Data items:
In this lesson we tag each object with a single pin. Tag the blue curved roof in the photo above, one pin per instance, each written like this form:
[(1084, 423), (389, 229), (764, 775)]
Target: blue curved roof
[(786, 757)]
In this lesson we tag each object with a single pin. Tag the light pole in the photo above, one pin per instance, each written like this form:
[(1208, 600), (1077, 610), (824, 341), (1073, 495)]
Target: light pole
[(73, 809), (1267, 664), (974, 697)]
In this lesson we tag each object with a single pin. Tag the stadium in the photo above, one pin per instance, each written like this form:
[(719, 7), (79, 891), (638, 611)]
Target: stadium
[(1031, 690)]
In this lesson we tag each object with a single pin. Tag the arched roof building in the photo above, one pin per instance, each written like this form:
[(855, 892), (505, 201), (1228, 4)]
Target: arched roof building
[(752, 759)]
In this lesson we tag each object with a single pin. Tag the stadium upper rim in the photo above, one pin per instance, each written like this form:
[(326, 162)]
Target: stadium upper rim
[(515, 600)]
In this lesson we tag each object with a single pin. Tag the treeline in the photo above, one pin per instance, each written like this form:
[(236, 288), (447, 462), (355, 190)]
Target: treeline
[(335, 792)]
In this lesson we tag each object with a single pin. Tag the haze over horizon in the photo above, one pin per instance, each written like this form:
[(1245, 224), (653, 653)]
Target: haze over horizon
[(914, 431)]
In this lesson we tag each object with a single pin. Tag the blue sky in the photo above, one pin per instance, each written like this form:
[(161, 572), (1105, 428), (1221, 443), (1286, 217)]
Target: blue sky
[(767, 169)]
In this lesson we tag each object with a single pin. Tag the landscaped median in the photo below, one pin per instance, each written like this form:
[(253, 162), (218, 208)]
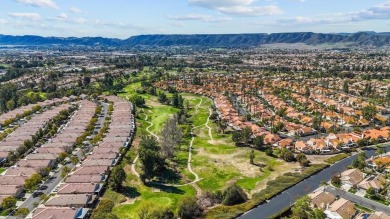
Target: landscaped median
[(273, 188)]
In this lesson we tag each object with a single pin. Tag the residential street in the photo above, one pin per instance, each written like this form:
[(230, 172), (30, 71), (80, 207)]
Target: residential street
[(358, 200), (288, 197), (51, 184)]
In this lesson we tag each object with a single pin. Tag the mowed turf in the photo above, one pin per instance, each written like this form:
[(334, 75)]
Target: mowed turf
[(217, 162)]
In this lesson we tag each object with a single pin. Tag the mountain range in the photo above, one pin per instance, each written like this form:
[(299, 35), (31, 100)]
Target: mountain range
[(359, 39)]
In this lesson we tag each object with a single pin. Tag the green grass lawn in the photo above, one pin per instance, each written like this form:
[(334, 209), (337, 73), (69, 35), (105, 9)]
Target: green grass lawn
[(41, 94), (216, 162)]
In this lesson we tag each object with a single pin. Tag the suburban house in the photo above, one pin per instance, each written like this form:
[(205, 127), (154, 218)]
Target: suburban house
[(76, 201), (63, 213), (321, 199), (346, 209), (351, 177), (376, 182)]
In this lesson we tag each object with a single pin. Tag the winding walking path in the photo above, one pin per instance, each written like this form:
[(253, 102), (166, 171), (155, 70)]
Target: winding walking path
[(207, 125), (197, 179)]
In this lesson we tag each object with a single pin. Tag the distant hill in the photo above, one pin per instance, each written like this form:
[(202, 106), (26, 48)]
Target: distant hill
[(358, 39)]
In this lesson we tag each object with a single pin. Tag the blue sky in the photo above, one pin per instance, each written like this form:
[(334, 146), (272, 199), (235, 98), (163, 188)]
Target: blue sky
[(125, 18)]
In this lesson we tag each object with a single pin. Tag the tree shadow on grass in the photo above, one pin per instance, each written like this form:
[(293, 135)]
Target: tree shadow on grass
[(170, 176), (167, 189), (130, 192)]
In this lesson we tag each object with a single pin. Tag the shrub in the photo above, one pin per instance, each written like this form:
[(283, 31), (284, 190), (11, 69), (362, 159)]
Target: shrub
[(234, 195)]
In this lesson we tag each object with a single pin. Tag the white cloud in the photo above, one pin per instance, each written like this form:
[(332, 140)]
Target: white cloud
[(28, 16), (237, 7), (213, 4), (39, 3), (199, 17), (309, 20), (252, 11), (381, 11), (62, 16), (75, 10), (80, 20)]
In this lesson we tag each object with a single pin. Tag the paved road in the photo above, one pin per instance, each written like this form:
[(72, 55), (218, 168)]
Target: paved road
[(359, 200), (288, 197), (31, 202)]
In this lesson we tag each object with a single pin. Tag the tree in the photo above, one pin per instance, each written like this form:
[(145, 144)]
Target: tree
[(103, 210), (223, 124), (162, 98), (62, 156), (303, 161), (22, 212), (86, 80), (252, 157), (8, 202), (269, 152), (118, 175), (371, 192), (287, 155), (11, 104), (189, 208), (307, 92), (360, 161), (346, 87), (33, 181), (303, 210), (148, 210), (171, 136), (336, 180), (65, 171), (177, 100), (242, 136), (369, 112), (151, 158), (138, 101), (74, 160), (28, 144), (234, 195), (380, 151), (258, 141)]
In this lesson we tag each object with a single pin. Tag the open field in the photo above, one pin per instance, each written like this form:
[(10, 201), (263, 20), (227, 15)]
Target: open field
[(215, 159)]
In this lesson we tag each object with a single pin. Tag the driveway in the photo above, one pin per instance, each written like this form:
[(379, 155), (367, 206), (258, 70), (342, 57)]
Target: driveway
[(51, 184)]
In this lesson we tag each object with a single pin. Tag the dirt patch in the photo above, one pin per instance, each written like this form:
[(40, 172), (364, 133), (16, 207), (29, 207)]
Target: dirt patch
[(222, 157), (154, 103), (217, 142), (280, 170), (130, 201), (318, 159), (247, 169)]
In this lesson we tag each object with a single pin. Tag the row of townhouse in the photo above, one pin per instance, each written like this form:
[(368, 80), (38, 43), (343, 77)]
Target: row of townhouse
[(340, 208), (80, 191), (337, 142), (45, 105)]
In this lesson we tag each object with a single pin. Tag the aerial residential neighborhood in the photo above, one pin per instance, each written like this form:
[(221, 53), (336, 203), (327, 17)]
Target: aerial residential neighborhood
[(194, 109)]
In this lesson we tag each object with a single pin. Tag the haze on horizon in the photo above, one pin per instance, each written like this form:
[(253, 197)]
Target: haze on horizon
[(125, 18)]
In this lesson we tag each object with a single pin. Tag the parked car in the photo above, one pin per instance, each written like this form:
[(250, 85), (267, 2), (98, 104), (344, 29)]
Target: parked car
[(37, 193)]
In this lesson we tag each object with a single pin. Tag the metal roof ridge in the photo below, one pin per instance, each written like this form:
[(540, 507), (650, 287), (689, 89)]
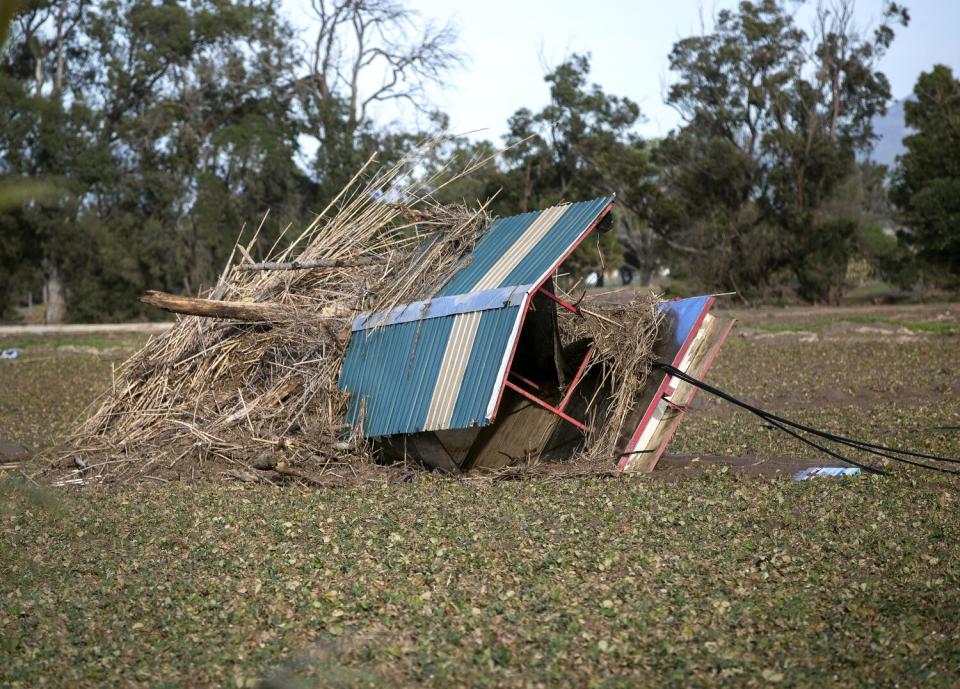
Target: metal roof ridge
[(437, 307)]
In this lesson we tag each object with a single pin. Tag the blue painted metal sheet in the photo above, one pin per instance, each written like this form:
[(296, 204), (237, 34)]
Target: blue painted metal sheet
[(681, 318), (402, 374), (525, 247)]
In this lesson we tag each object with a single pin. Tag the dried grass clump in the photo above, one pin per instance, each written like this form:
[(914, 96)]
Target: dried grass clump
[(623, 337), (216, 397)]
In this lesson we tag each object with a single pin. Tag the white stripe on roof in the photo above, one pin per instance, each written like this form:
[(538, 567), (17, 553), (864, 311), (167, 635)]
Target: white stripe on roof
[(452, 370), (512, 257)]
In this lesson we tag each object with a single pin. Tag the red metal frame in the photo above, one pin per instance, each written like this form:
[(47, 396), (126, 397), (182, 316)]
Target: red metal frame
[(523, 315), (548, 407), (576, 379), (708, 364)]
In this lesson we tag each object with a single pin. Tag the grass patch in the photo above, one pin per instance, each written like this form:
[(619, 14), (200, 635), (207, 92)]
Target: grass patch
[(932, 327), (608, 583), (57, 342), (781, 327)]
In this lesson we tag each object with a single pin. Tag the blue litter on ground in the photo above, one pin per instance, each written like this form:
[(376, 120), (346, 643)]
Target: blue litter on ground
[(815, 472)]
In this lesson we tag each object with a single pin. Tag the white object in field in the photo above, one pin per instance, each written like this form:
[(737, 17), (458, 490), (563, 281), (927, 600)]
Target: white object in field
[(815, 472)]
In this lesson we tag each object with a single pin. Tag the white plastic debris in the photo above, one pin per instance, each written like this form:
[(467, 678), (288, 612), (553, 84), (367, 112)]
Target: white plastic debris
[(817, 472)]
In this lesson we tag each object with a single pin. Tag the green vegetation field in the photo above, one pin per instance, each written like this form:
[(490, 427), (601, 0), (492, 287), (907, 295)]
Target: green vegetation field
[(710, 580)]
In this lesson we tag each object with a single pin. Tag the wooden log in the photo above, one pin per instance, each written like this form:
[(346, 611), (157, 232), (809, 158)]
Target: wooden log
[(212, 308), (306, 265)]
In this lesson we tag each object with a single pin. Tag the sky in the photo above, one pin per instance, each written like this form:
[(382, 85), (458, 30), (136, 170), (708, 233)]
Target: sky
[(510, 45)]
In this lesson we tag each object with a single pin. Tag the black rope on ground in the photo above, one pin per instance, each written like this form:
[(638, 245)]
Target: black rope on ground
[(781, 424)]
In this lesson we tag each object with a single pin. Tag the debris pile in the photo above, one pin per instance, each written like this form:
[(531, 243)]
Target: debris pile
[(391, 329)]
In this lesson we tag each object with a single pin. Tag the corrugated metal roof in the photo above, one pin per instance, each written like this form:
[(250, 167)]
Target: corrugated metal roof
[(431, 374), (525, 249), (440, 364)]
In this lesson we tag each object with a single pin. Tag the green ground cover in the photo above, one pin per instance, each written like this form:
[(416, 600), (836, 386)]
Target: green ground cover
[(708, 581)]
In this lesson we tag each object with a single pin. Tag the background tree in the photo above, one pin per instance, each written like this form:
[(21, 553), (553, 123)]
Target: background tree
[(773, 120), (582, 144), (366, 58), (926, 188)]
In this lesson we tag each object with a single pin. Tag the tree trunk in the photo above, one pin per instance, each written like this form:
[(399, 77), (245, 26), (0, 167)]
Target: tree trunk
[(55, 294)]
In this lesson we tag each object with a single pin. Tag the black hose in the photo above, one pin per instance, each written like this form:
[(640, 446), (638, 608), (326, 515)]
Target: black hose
[(781, 424)]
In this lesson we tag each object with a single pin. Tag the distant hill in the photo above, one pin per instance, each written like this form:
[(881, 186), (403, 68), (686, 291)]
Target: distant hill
[(890, 129)]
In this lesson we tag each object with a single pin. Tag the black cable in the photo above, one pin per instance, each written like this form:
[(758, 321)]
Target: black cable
[(852, 442), (781, 424), (837, 455)]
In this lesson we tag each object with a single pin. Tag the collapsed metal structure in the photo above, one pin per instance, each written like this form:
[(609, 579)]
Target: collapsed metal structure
[(477, 377)]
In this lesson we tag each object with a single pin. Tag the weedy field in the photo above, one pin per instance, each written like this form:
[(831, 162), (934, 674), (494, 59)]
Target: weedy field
[(709, 580)]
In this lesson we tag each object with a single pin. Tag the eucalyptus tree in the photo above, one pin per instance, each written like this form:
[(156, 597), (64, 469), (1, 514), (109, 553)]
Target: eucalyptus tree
[(926, 185), (773, 118), (364, 62)]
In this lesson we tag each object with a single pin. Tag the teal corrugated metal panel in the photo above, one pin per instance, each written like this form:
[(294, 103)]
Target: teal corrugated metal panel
[(480, 382), (504, 236), (393, 371), (557, 242), (503, 233)]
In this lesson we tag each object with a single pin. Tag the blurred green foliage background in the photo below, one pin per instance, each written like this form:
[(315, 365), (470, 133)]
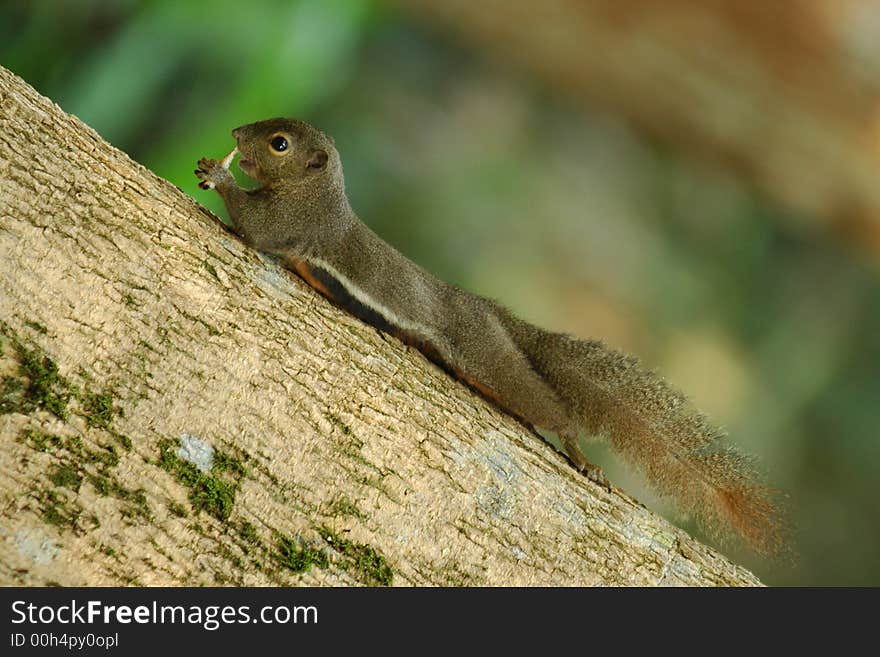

Goal:
Recast the lines from the one holding "Tag the paved" through the one holding "[(359, 200), (288, 197), (31, 202)]", both included, as a Markdown table with the columns Row and Item text. Leave out any blank lines.

Correct response:
| Row | Item text |
|---|---|
| 1 | In this lesson we tag each object with a single pin. Tag the paved road in the photo above, one pin per instance, each written like this form: |
| 2 | [(72, 55), (218, 168)] |
| 3 | Target: paved road |
| 4 | [(359, 200), (288, 197), (31, 202)] |